Point annotation records
::::

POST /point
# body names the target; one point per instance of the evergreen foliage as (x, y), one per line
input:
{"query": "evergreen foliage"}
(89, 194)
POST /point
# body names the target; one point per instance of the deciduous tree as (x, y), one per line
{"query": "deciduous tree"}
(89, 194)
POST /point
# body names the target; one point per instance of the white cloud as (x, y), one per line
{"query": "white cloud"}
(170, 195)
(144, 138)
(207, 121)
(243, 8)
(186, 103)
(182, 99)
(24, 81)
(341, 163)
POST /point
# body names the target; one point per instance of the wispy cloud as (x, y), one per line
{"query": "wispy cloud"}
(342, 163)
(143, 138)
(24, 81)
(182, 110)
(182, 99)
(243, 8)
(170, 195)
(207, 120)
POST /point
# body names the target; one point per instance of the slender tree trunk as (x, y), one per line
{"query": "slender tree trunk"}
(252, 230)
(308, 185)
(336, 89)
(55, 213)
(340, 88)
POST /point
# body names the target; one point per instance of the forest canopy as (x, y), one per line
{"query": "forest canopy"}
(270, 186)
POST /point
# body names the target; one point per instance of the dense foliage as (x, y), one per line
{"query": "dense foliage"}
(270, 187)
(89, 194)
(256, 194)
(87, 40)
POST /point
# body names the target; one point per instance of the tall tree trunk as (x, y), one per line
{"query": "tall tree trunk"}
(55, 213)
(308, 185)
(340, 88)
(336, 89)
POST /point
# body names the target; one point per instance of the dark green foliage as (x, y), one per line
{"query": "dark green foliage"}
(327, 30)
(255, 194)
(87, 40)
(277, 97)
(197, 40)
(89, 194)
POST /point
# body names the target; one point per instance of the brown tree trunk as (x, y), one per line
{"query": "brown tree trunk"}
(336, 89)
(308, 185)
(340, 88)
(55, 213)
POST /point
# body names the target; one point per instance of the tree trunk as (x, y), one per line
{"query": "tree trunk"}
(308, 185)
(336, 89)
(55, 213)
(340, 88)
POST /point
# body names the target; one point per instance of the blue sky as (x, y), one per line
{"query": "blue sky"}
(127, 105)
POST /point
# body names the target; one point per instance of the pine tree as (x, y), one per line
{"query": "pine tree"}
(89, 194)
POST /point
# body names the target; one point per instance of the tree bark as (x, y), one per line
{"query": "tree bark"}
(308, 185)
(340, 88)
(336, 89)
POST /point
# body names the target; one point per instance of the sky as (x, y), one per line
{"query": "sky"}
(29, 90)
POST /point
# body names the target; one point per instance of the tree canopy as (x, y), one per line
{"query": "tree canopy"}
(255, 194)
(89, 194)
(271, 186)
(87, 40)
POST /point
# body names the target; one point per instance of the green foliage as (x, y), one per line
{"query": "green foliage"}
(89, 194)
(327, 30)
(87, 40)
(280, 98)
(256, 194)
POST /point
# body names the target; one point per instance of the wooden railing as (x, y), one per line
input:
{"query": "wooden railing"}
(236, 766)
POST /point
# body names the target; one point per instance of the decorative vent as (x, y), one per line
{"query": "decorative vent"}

::::

Your task is to return the full listing exactly as it was given.

▶ _COMPLETED TASK_:
POST /point
# body names the target; one point per instance of the evergreen foliage as (x, y), one per line
input:
{"query": "evergreen foliage"}
(89, 194)
POST /point
# body names the target; one point per instance of the deciduous tree as (x, y), one per line
{"query": "deciduous tree"}
(89, 194)
POST /point
# body names the target; one point per instance of the white cloud as (x, y), one per line
{"query": "white cloud"}
(170, 195)
(144, 138)
(207, 121)
(243, 8)
(186, 103)
(182, 99)
(24, 81)
(341, 163)
POST /point
# body names the target; one point per instance of the wispy cloud as (x, y), one per line
{"query": "wispy cloud"}
(342, 163)
(143, 138)
(24, 81)
(182, 110)
(182, 99)
(243, 8)
(170, 195)
(207, 120)
POST /point
# body names the target; one point per instance of the slender tree trunk as (x, y), one per line
{"query": "slender tree trunk"}
(252, 230)
(308, 185)
(336, 89)
(55, 213)
(340, 88)
POST /point
# body names the target; one point per instance of the forest canopy as (x, y), one per line
{"query": "forest canopy"}
(270, 186)
POST /point
# body names the target; one point per instance of the dense foliage as (x, y), one per line
{"query": "dense foliage"}
(270, 187)
(89, 194)
(256, 194)
(87, 40)
POST /point
# body names the target; one point per instance of the tall tree trunk as (x, y), one per line
{"query": "tall tree trunk"}
(55, 213)
(308, 185)
(340, 88)
(336, 89)
POST /point
# body names the target; one point per instance of the dark green foliage as (x, y), one per line
{"query": "dark green foliage"}
(327, 30)
(255, 194)
(87, 40)
(277, 97)
(197, 40)
(89, 194)
POST /point
# body names the target; one point per instance of the brown tree trunk as (x, y), one per line
{"query": "brown tree trunk"}
(336, 89)
(308, 185)
(340, 88)
(55, 213)
POST /point
# body names the target; one point per instance of the tree trunk as (x, y), one per line
{"query": "tree trunk"}
(308, 185)
(336, 89)
(55, 213)
(340, 88)
POST /point
# body names the target; one point per instance of the blue sky as (x, y), one per line
{"query": "blue sky"}
(127, 105)
POST /point
# body names the target; one point per instance of the pine tree as (x, y), one per line
{"query": "pine tree"}
(89, 194)
POST /point
# body names the target; one point per instance of the tree bark as (x, y), one per line
{"query": "tree bark"}
(308, 185)
(340, 88)
(336, 89)
POST /point
# body names the target; one point per instance of the sky as (x, y), one per line
{"query": "sky"}
(29, 90)
POST /point
# body names the target; one point per instance of the tree canopy as (x, y), one per line
{"query": "tree canopy"}
(255, 194)
(89, 194)
(271, 186)
(87, 40)
POST /point
# body names the target; one point per instance of the green foliage as (x, y), one per line
{"query": "green foliage"}
(89, 194)
(327, 30)
(87, 40)
(280, 98)
(256, 194)
POST /point
# body names the target; one point per instance of the wooden railing as (x, y), one per line
input:
{"query": "wooden railing"}
(236, 766)
POST /point
# body names the target; one point per instance of the decorative vent as (x, y), one per line
{"query": "decorative vent"}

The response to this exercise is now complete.